Supplied data —

━━━━━━━━━━━━━━━━━━━━

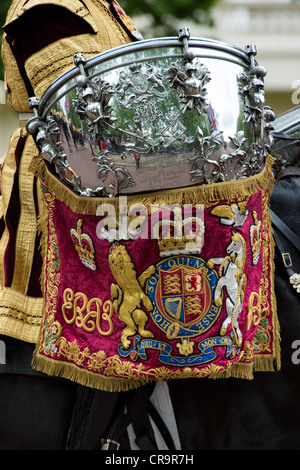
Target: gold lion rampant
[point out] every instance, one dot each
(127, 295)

━━━━━━━━━━━━━━━━━━━━

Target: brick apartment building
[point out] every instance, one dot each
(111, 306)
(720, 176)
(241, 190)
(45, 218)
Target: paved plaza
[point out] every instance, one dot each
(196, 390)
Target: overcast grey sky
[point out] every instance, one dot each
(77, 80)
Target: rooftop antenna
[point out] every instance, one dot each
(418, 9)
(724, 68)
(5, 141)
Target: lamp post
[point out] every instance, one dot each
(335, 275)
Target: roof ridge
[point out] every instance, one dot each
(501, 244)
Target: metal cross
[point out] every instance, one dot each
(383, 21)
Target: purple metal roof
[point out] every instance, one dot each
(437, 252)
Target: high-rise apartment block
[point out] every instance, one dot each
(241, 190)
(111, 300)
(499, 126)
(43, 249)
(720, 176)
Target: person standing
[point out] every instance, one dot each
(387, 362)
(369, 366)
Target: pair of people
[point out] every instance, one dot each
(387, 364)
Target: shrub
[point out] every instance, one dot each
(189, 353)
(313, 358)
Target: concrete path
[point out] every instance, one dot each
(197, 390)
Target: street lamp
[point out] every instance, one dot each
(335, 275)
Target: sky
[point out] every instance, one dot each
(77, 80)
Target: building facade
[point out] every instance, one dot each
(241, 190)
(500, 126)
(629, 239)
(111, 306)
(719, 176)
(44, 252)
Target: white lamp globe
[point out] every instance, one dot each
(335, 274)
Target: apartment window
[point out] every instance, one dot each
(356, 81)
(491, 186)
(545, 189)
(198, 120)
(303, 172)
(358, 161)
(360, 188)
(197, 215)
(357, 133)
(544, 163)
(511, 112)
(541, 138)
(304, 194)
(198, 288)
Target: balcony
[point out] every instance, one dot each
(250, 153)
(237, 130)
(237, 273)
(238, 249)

━━━━━━━━━━━━━━━━━━━━

Which lines of the rows above contain the word "building"? Find each one and copy it out whole. Uppercase and lowercase count as different.

Target: brick apartment building
Target: building facade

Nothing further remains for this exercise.